**PROVIDED RECORDS:**

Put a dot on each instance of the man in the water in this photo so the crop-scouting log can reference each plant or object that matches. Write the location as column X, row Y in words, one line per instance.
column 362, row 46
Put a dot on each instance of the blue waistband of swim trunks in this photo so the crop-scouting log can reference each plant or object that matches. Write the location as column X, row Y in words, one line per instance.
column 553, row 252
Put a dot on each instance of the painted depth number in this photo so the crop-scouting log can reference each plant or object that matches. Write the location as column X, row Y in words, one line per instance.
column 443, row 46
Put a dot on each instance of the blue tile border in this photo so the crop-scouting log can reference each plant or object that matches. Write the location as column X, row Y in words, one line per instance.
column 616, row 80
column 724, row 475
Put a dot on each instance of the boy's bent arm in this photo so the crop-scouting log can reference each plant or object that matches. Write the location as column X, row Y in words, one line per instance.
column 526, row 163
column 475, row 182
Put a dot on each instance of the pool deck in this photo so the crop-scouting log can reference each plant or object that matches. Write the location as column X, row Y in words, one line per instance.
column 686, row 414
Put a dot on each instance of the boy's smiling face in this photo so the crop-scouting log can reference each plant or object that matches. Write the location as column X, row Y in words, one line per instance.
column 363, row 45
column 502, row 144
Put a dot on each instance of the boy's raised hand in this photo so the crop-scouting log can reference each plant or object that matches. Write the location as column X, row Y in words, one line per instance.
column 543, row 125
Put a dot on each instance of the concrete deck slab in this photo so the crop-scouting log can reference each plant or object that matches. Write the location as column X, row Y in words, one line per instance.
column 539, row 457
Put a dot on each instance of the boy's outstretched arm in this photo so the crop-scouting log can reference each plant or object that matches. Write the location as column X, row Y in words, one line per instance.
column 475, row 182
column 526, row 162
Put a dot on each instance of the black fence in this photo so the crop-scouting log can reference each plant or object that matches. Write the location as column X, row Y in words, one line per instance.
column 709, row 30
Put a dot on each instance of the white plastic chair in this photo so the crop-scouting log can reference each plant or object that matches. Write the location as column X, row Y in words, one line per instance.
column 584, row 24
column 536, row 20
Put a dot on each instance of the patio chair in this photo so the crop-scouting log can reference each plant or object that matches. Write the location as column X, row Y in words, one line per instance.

**TASK DESCRIPTION:**
Your task is to output all of the data above word for word.

**REPLY:**
Put a dot on each instance of the man in the water in this photo so the crop-scouting log can reference each plant or object that matches. Write the location as column X, row Y in words, one line per instance.
column 362, row 46
Put a dot on each instance of the blue waistband of swim trunks in this photo so the crop-scouting log can reference each plant or object that matches. Write the location as column X, row Y in words, one line per instance.
column 553, row 252
Put a dot on each instance of the painted depth number in this photo so the crop-scouting log can reference each plant or object that matches. Write the location as column X, row Y in words, one line per instance.
column 443, row 46
Put a dot on each instance of the blue tile border in this photo so the crop-scouting log can reference each plant or object that matches. Write the location as column X, row Y in words, one line per instance.
column 616, row 80
column 724, row 475
Put a dot on each instance of the boy's bent arm in this photo so the crop-scouting log can reference each plant or object that matches. Write the location as column X, row Y in words, one line per instance.
column 526, row 163
column 475, row 182
Put a dot on each instance of the pool deck in this photo so the crop-scouting log can reference each plant or object that matches. Write the location as column X, row Y in words, one line per instance.
column 686, row 414
Put a dot on each instance of the boy's smiling face in this photo so the crop-scouting log can reference each plant or object that matches. Write the location as column X, row Y in words, one line per instance.
column 363, row 45
column 502, row 144
Put a dot on each instance of the boy's raised hand in this photo so the crop-scouting log can reference each plant or object that matches. Write the location as column X, row Y in words, one line per instance.
column 543, row 125
Put a dot on each instance of the concrete deck slab in this photo so the crop-scouting log can reference each plant or object that matches. Write the location as column X, row Y in words, one line per instance.
column 539, row 457
Put a dot on each instance of the boy's outstretched arm in this photo so the crop-scouting log can reference each plant or object that matches. Write the location as column X, row Y in words, one line per instance.
column 475, row 182
column 526, row 162
Put a dot on each instance of the black fence in this photo so the crop-scouting log can reference each plant or object that matches. Write the location as column X, row Y in words, one line per instance.
column 709, row 30
Put a dot on each instance of the white plastic chair in this photo so the crop-scouting log can reference each plant or object that matches. Write the location as column X, row Y in words, one line per instance.
column 584, row 24
column 536, row 20
Put a dot on each instance of the patio chair in this photo so the crop-scouting log can reference each plant or object that matches. Write the location as column X, row Y in words, one line per instance.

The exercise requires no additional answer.